• WRITTEN EXERCISE
Output exactly, and only, the stretch of lines beginning at the line with "pin: the stone pavement, one" and ending at the last line of the listing below. Drop the pictures.

• Entries from a pointing dataset
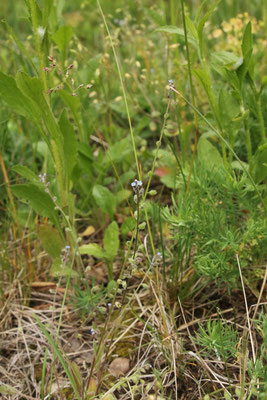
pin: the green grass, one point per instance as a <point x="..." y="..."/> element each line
<point x="133" y="199"/>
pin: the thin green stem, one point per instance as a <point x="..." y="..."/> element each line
<point x="192" y="96"/>
<point x="248" y="143"/>
<point x="37" y="43"/>
<point x="225" y="143"/>
<point x="260" y="118"/>
<point x="123" y="89"/>
<point x="157" y="150"/>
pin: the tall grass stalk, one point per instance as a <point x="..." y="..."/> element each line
<point x="123" y="90"/>
<point x="37" y="44"/>
<point x="192" y="96"/>
<point x="225" y="143"/>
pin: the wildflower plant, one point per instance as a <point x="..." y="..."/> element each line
<point x="217" y="339"/>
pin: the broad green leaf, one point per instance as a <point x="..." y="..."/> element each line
<point x="178" y="31"/>
<point x="225" y="60"/>
<point x="111" y="240"/>
<point x="39" y="200"/>
<point x="58" y="270"/>
<point x="14" y="98"/>
<point x="92" y="249"/>
<point x="62" y="38"/>
<point x="51" y="240"/>
<point x="70" y="142"/>
<point x="33" y="89"/>
<point x="208" y="155"/>
<point x="26" y="172"/>
<point x="104" y="199"/>
<point x="30" y="87"/>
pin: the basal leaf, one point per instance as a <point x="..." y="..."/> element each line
<point x="26" y="172"/>
<point x="247" y="40"/>
<point x="39" y="200"/>
<point x="51" y="240"/>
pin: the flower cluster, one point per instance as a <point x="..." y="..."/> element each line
<point x="156" y="260"/>
<point x="138" y="189"/>
<point x="66" y="75"/>
<point x="65" y="255"/>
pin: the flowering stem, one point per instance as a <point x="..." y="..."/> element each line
<point x="37" y="43"/>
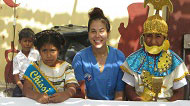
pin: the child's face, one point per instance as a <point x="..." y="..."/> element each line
<point x="49" y="54"/>
<point x="26" y="44"/>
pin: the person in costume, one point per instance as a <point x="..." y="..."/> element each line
<point x="49" y="80"/>
<point x="154" y="72"/>
<point x="22" y="60"/>
<point x="97" y="67"/>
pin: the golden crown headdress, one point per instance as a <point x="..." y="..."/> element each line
<point x="155" y="23"/>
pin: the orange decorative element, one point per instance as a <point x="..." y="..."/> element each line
<point x="10" y="3"/>
<point x="129" y="41"/>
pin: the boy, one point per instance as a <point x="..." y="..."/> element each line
<point x="23" y="59"/>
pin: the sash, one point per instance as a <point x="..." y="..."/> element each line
<point x="38" y="80"/>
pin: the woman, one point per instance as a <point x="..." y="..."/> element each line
<point x="97" y="68"/>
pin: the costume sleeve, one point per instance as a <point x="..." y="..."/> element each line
<point x="15" y="66"/>
<point x="128" y="76"/>
<point x="77" y="65"/>
<point x="69" y="75"/>
<point x="120" y="83"/>
<point x="179" y="78"/>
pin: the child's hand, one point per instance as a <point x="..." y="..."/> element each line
<point x="43" y="98"/>
<point x="58" y="97"/>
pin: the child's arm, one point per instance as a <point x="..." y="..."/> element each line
<point x="119" y="95"/>
<point x="30" y="93"/>
<point x="62" y="96"/>
<point x="18" y="82"/>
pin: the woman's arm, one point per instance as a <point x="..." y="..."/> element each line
<point x="62" y="96"/>
<point x="30" y="93"/>
<point x="178" y="94"/>
<point x="131" y="93"/>
<point x="119" y="95"/>
<point x="18" y="82"/>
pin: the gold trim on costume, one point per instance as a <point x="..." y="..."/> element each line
<point x="180" y="78"/>
<point x="123" y="68"/>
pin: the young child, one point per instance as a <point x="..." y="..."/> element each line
<point x="23" y="58"/>
<point x="54" y="80"/>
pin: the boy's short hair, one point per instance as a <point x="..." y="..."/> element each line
<point x="26" y="33"/>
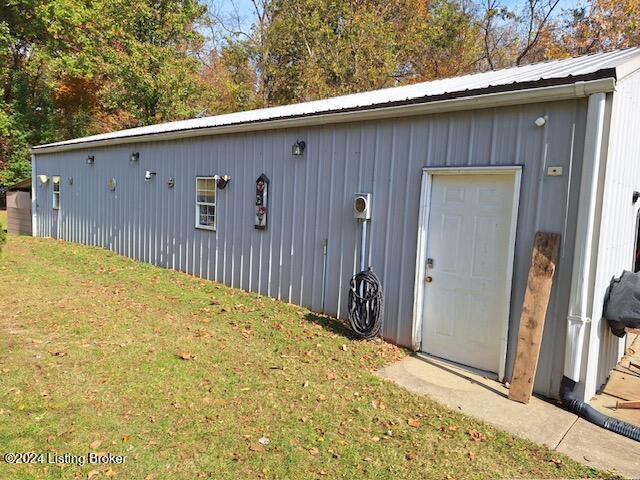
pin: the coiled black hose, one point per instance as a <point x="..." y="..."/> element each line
<point x="586" y="411"/>
<point x="365" y="305"/>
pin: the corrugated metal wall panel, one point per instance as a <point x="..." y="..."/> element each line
<point x="310" y="202"/>
<point x="617" y="234"/>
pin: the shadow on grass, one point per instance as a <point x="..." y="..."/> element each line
<point x="331" y="324"/>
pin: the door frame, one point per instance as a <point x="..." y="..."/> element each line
<point x="421" y="252"/>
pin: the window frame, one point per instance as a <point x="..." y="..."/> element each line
<point x="198" y="225"/>
<point x="55" y="194"/>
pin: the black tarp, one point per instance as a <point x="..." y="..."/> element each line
<point x="622" y="303"/>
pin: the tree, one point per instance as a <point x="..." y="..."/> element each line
<point x="147" y="68"/>
<point x="514" y="38"/>
<point x="602" y="25"/>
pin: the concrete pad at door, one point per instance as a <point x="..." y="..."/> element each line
<point x="600" y="448"/>
<point x="482" y="398"/>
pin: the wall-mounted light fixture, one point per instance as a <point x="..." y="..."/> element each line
<point x="222" y="181"/>
<point x="298" y="148"/>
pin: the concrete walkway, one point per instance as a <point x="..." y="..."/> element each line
<point x="539" y="420"/>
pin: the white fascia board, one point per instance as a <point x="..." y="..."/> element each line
<point x="487" y="100"/>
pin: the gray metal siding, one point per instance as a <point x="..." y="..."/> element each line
<point x="310" y="201"/>
<point x="617" y="232"/>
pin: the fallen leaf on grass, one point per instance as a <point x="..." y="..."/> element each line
<point x="476" y="436"/>
<point x="557" y="462"/>
<point x="412" y="422"/>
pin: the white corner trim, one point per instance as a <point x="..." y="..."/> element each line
<point x="472" y="102"/>
<point x="34" y="203"/>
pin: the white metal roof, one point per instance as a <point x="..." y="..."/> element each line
<point x="616" y="64"/>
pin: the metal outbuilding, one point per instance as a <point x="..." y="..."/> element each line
<point x="460" y="174"/>
<point x="19" y="208"/>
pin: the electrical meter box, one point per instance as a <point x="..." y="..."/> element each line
<point x="362" y="206"/>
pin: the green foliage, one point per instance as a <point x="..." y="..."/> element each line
<point x="184" y="376"/>
<point x="71" y="68"/>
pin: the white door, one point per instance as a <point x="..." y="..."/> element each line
<point x="466" y="297"/>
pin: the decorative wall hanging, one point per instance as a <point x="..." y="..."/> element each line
<point x="262" y="202"/>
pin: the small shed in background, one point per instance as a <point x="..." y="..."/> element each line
<point x="19" y="208"/>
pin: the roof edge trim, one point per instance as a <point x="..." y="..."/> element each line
<point x="603" y="81"/>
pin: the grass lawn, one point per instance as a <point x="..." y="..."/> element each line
<point x="183" y="376"/>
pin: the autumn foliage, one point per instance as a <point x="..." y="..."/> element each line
<point x="70" y="68"/>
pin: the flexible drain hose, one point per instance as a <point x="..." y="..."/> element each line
<point x="365" y="304"/>
<point x="586" y="411"/>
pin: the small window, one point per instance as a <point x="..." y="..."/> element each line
<point x="55" y="180"/>
<point x="206" y="203"/>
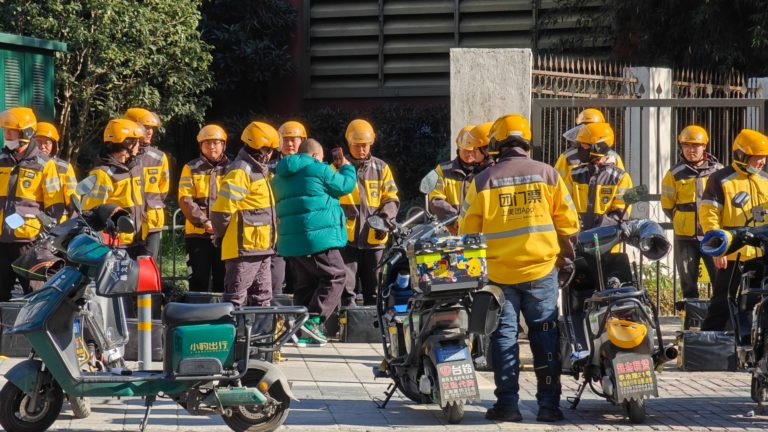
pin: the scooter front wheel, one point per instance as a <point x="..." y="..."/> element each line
<point x="15" y="412"/>
<point x="454" y="412"/>
<point x="258" y="418"/>
<point x="635" y="410"/>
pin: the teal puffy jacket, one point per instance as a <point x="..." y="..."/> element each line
<point x="307" y="191"/>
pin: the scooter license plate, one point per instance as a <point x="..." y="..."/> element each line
<point x="634" y="376"/>
<point x="457" y="381"/>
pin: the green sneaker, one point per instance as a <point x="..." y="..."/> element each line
<point x="313" y="329"/>
<point x="308" y="342"/>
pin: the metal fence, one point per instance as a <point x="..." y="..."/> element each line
<point x="635" y="141"/>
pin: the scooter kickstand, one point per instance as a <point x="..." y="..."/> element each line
<point x="148" y="401"/>
<point x="576" y="399"/>
<point x="389" y="392"/>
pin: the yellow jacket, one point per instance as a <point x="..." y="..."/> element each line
<point x="681" y="192"/>
<point x="717" y="212"/>
<point x="597" y="191"/>
<point x="68" y="184"/>
<point x="523" y="208"/>
<point x="28" y="187"/>
<point x="156" y="184"/>
<point x="198" y="187"/>
<point x="243" y="213"/>
<point x="445" y="199"/>
<point x="379" y="196"/>
<point x="119" y="184"/>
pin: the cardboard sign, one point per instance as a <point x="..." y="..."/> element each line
<point x="634" y="376"/>
<point x="457" y="381"/>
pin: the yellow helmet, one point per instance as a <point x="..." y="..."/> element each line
<point x="359" y="132"/>
<point x="143" y="117"/>
<point x="478" y="136"/>
<point x="461" y="137"/>
<point x="292" y="129"/>
<point x="47" y="130"/>
<point x="510" y="125"/>
<point x="693" y="135"/>
<point x="257" y="135"/>
<point x="751" y="143"/>
<point x="119" y="130"/>
<point x="590" y="115"/>
<point x="211" y="132"/>
<point x="20" y="118"/>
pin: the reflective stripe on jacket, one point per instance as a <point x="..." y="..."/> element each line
<point x="243" y="213"/>
<point x="597" y="191"/>
<point x="28" y="186"/>
<point x="117" y="183"/>
<point x="681" y="192"/>
<point x="527" y="215"/>
<point x="445" y="199"/>
<point x="717" y="211"/>
<point x="198" y="187"/>
<point x="156" y="185"/>
<point x="576" y="156"/>
<point x="379" y="196"/>
<point x="68" y="184"/>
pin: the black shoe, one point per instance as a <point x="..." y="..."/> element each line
<point x="503" y="414"/>
<point x="549" y="415"/>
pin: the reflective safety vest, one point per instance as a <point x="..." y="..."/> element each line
<point x="597" y="191"/>
<point x="156" y="185"/>
<point x="198" y="187"/>
<point x="119" y="184"/>
<point x="681" y="192"/>
<point x="576" y="156"/>
<point x="68" y="184"/>
<point x="28" y="187"/>
<point x="524" y="209"/>
<point x="243" y="213"/>
<point x="445" y="199"/>
<point x="379" y="196"/>
<point x="717" y="211"/>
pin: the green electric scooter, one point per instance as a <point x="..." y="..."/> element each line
<point x="211" y="351"/>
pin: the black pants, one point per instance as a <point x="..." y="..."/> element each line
<point x="718" y="314"/>
<point x="319" y="281"/>
<point x="153" y="243"/>
<point x="361" y="263"/>
<point x="205" y="264"/>
<point x="687" y="257"/>
<point x="278" y="268"/>
<point x="10" y="252"/>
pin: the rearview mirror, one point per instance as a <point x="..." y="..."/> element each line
<point x="377" y="223"/>
<point x="14" y="221"/>
<point x="636" y="194"/>
<point x="429" y="182"/>
<point x="125" y="225"/>
<point x="740" y="200"/>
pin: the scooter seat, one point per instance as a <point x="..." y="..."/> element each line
<point x="182" y="313"/>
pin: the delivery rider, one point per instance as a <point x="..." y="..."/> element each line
<point x="529" y="220"/>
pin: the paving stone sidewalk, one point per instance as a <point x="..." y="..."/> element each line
<point x="336" y="391"/>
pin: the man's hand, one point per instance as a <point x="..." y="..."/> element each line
<point x="720" y="263"/>
<point x="208" y="227"/>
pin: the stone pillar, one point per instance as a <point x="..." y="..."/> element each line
<point x="488" y="83"/>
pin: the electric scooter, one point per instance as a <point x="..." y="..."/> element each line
<point x="610" y="332"/>
<point x="209" y="366"/>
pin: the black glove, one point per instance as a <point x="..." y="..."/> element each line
<point x="565" y="272"/>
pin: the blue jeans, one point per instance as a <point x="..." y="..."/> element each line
<point x="537" y="300"/>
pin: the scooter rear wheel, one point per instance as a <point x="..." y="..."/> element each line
<point x="259" y="418"/>
<point x="635" y="410"/>
<point x="14" y="405"/>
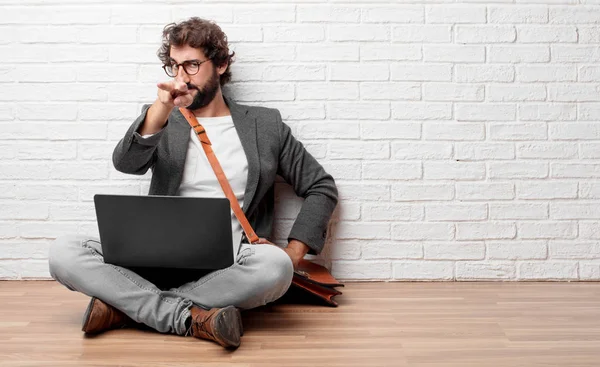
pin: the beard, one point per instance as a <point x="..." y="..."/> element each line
<point x="205" y="95"/>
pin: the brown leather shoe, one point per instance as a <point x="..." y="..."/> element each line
<point x="100" y="317"/>
<point x="222" y="325"/>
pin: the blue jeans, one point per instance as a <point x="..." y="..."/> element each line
<point x="260" y="274"/>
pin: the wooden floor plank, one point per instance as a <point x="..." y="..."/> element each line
<point x="377" y="324"/>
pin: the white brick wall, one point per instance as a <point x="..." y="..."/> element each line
<point x="464" y="137"/>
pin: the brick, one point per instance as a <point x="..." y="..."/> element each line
<point x="547" y="270"/>
<point x="344" y="250"/>
<point x="453" y="53"/>
<point x="455" y="14"/>
<point x="421" y="111"/>
<point x="263" y="14"/>
<point x="485" y="231"/>
<point x="589" y="229"/>
<point x="588" y="34"/>
<point x="484" y="191"/>
<point x="518" y="54"/>
<point x="54" y="15"/>
<point x="251" y="92"/>
<point x="574" y="92"/>
<point x="394" y="14"/>
<point x="422" y="192"/>
<point x="517" y="250"/>
<point x="541" y="230"/>
<point x="485" y="112"/>
<point x="359" y="110"/>
<point x="30" y="210"/>
<point x="421" y="150"/>
<point x="589" y="111"/>
<point x="547" y="112"/>
<point x="140" y="15"/>
<point x="387" y="91"/>
<point x="327" y="91"/>
<point x="328" y="13"/>
<point x="358" y="72"/>
<point x="452" y="92"/>
<point x="391" y="212"/>
<point x="391" y="170"/>
<point x="455" y="212"/>
<point x="572" y="210"/>
<point x="517" y="14"/>
<point x="423" y="270"/>
<point x="25" y="170"/>
<point x="453" y="170"/>
<point x="516" y="211"/>
<point x="422" y="231"/>
<point x="46" y="111"/>
<point x="485" y="270"/>
<point x="546" y="73"/>
<point x="454" y="251"/>
<point x="330" y="130"/>
<point x="358" y="33"/>
<point x="294" y="72"/>
<point x="518" y="131"/>
<point x="517" y="170"/>
<point x="362" y="230"/>
<point x="589" y="190"/>
<point x="77" y="170"/>
<point x="371" y="192"/>
<point x="47" y="150"/>
<point x="553" y="34"/>
<point x="341" y="170"/>
<point x="453" y="131"/>
<point x="389" y="130"/>
<point x="294" y="33"/>
<point x="589" y="150"/>
<point x="483" y="151"/>
<point x="574" y="131"/>
<point x="547" y="150"/>
<point x="422" y="33"/>
<point x="324" y="52"/>
<point x="574" y="15"/>
<point x="515" y="93"/>
<point x="421" y="72"/>
<point x="574" y="250"/>
<point x="358" y="150"/>
<point x="485" y="34"/>
<point x="374" y="51"/>
<point x="393" y="250"/>
<point x="572" y="53"/>
<point x="361" y="269"/>
<point x="484" y="73"/>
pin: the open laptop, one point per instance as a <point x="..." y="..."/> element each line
<point x="169" y="232"/>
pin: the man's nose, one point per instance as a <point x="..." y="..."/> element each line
<point x="182" y="76"/>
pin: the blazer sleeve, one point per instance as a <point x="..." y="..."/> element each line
<point x="135" y="154"/>
<point x="310" y="181"/>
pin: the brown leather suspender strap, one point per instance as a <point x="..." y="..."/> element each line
<point x="216" y="166"/>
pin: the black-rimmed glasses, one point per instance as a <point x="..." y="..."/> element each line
<point x="191" y="67"/>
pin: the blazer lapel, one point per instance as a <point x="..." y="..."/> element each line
<point x="245" y="126"/>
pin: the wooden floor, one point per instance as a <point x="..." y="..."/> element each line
<point x="377" y="324"/>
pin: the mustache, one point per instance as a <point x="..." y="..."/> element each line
<point x="192" y="86"/>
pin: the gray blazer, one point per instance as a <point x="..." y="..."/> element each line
<point x="271" y="150"/>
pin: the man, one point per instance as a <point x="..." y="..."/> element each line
<point x="253" y="145"/>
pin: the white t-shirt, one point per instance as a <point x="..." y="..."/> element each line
<point x="199" y="179"/>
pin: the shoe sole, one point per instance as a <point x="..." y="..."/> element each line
<point x="87" y="314"/>
<point x="228" y="326"/>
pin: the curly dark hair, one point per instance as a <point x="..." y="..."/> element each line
<point x="198" y="33"/>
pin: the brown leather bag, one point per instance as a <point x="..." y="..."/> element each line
<point x="309" y="276"/>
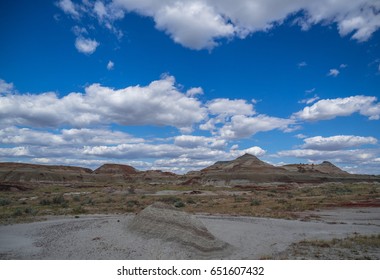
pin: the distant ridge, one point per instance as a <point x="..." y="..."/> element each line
<point x="325" y="167"/>
<point x="245" y="162"/>
<point x="120" y="169"/>
<point x="246" y="170"/>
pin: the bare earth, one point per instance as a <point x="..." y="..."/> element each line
<point x="108" y="236"/>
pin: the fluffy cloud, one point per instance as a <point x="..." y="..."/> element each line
<point x="244" y="126"/>
<point x="310" y="100"/>
<point x="342" y="156"/>
<point x="190" y="141"/>
<point x="160" y="103"/>
<point x="333" y="72"/>
<point x="69" y="8"/>
<point x="110" y="65"/>
<point x="228" y="107"/>
<point x="337" y="142"/>
<point x="199" y="24"/>
<point x="256" y="151"/>
<point x="327" y="109"/>
<point x="86" y="46"/>
<point x="5" y="87"/>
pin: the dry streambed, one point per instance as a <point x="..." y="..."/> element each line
<point x="111" y="237"/>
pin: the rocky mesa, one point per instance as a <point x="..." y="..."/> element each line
<point x="246" y="170"/>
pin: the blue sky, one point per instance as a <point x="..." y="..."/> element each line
<point x="178" y="85"/>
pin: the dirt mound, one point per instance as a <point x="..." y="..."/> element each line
<point x="165" y="222"/>
<point x="119" y="169"/>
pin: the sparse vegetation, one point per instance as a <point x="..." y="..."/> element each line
<point x="4" y="202"/>
<point x="352" y="247"/>
<point x="270" y="201"/>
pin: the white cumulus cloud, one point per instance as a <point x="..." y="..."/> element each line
<point x="199" y="24"/>
<point x="110" y="65"/>
<point x="159" y="103"/>
<point x="337" y="142"/>
<point x="86" y="46"/>
<point x="327" y="109"/>
<point x="5" y="87"/>
<point x="243" y="126"/>
<point x="333" y="72"/>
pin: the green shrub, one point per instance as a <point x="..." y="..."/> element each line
<point x="179" y="204"/>
<point x="30" y="211"/>
<point x="17" y="212"/>
<point x="4" y="201"/>
<point x="255" y="202"/>
<point x="131" y="203"/>
<point x="170" y="199"/>
<point x="59" y="199"/>
<point x="190" y="201"/>
<point x="79" y="210"/>
<point x="88" y="200"/>
<point x="45" y="202"/>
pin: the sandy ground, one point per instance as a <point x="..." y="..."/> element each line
<point x="108" y="237"/>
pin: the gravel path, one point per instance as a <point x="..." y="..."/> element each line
<point x="108" y="236"/>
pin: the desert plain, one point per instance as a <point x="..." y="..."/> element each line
<point x="239" y="209"/>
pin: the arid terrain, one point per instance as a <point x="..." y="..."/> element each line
<point x="239" y="209"/>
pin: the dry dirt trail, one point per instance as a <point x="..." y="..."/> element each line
<point x="109" y="236"/>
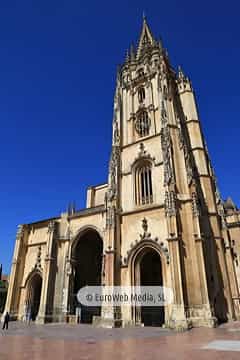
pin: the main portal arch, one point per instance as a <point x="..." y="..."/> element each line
<point x="34" y="290"/>
<point x="147" y="271"/>
<point x="87" y="255"/>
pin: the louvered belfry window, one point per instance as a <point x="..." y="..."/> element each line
<point x="143" y="184"/>
<point x="142" y="124"/>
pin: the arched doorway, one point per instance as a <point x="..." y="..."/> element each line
<point x="148" y="272"/>
<point x="87" y="264"/>
<point x="34" y="295"/>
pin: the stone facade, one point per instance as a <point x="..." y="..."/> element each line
<point x="161" y="198"/>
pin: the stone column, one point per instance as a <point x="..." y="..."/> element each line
<point x="13" y="287"/>
<point x="44" y="315"/>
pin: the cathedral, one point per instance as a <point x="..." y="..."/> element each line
<point x="158" y="220"/>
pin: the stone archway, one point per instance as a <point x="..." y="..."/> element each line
<point x="86" y="258"/>
<point x="147" y="271"/>
<point x="34" y="290"/>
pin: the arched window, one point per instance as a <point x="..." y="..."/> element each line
<point x="141" y="94"/>
<point x="142" y="124"/>
<point x="140" y="72"/>
<point x="143" y="184"/>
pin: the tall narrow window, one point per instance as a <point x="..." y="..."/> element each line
<point x="140" y="72"/>
<point x="143" y="184"/>
<point x="142" y="124"/>
<point x="141" y="95"/>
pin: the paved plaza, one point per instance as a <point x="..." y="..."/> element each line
<point x="64" y="341"/>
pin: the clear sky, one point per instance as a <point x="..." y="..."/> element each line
<point x="58" y="62"/>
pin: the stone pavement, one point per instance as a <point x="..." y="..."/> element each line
<point x="64" y="341"/>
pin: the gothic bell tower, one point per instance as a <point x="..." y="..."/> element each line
<point x="160" y="175"/>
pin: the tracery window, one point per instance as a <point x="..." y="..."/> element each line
<point x="140" y="72"/>
<point x="143" y="184"/>
<point x="141" y="94"/>
<point x="142" y="124"/>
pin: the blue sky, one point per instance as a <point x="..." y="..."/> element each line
<point x="58" y="63"/>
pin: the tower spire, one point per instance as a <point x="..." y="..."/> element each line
<point x="146" y="38"/>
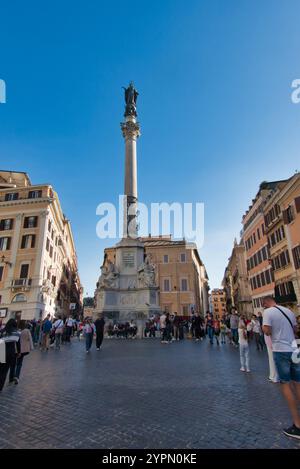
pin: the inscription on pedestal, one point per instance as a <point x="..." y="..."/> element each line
<point x="128" y="259"/>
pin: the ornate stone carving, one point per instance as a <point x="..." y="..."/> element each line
<point x="146" y="274"/>
<point x="130" y="130"/>
<point x="130" y="95"/>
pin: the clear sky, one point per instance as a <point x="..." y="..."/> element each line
<point x="214" y="79"/>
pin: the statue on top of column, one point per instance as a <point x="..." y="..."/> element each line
<point x="131" y="95"/>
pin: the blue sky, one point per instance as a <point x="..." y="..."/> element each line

• EXERCISE SOLUTION
pin: the stone pavement, one point per instance as a <point x="..." y="..."/> element each line
<point x="64" y="341"/>
pin: the gothic bell tower, one point per instance as a <point x="..." y="..."/> element each line
<point x="160" y="175"/>
pin: the tracery window, one point per instance as a <point x="..." y="..."/> element each line
<point x="140" y="72"/>
<point x="143" y="184"/>
<point x="141" y="94"/>
<point x="142" y="124"/>
pin: the blue sky, one point per instance as a <point x="..." y="..."/> element each line
<point x="58" y="63"/>
pin: the tower spire, one point per instance as a <point x="..." y="..."/> element each line
<point x="146" y="38"/>
pin: the inscription on pedestal, one point per instance as a <point x="..." y="..."/> element each line
<point x="128" y="259"/>
pin: the ornate stone carving, one point per instance as a <point x="..." y="..."/> element each line
<point x="146" y="274"/>
<point x="130" y="130"/>
<point x="130" y="95"/>
pin: the clear sky, one point per instance as a <point x="..." y="..."/> element each line
<point x="214" y="79"/>
pin: the statue on top of column, one point per instance as a <point x="..." y="..."/> element each line
<point x="131" y="95"/>
pin: the blue sky, one point per instance as a <point x="..." y="..."/> element each line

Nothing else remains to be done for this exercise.